(YOUR OBJECTIVE): Write out word for word the stretch of the research text below that opens with the words containing "Constraints on QCD" and closes with "the relevant regimes.".

(SUPPLIED PASSAGE):
━━━━━━

Research

It’s becoming clear that, in a sense, the cosmos provides the only laboratory where sufficiently extreme conditions are ever achieved to test new ideas in particle physics. The energies in the Big Bang were far higher than we can ever achieve on Earth. So by looking at evidence for the Big Bang and studying things like compact stars, we are in effect learning something about fundamental physics.


Neutron Stars


Neutron stars are very dense objects. One teaspoon of their material would have a mass of five billion tons. Their gravitational force is so strong that if an object were to fall from just one meter high, it would hit the surface of the respective neutron star at two thousand kilometers per second. In such dense bodies, different particles from the ones present in atomic nuclei, the nucleons, can exist. These particles are hyperons, that contain non-zero strangeness and, if the density is high enough to deconfine them, quarks


Constraints on QCD Phase Diagram


From a combination of lattice QCD results, pQCD calculations, and Chiral Effective Field Theory bands, we now have three theoretical points of reference (or rather regimes) in the QCD phase diagram, see Figure. Effective models and holography, some describing the microscopic degrees of freedom and their interactions, are used  to connect these regimes in the phase diagram and even propose entirely new phases of dense and hot matter. These models are fixed to be in agreement with theoretical and experimental (low-energy nuclear physics, heavy-ion collisions, and astrophysics) results in the relevant regimes.

━━━━━━

(STUDY MATERIAL):

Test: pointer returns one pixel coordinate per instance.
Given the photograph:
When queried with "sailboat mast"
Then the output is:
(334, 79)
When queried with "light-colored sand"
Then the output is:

━━━━━━

(ANSWER AREA):
Constraints on QCD Phase Diagram


From a combination of lattice QCD results, pQCD calculations, and Chiral Effective Field Theory bands, we now have three theoretical points of reference (or rather regimes) in the QCD phase diagram, see Figure. Effective models and holography, some describing the microscopic degrees of freedom and their interactions, are used  to connect these regimes in the phase diagram and even propose entirely new phases of dense and hot matter. These models are fixed to be in agreement with theoretical and experimental (low-energy nuclear physics, heavy-ion collisions, and astrophysics) results in the relevant regimes.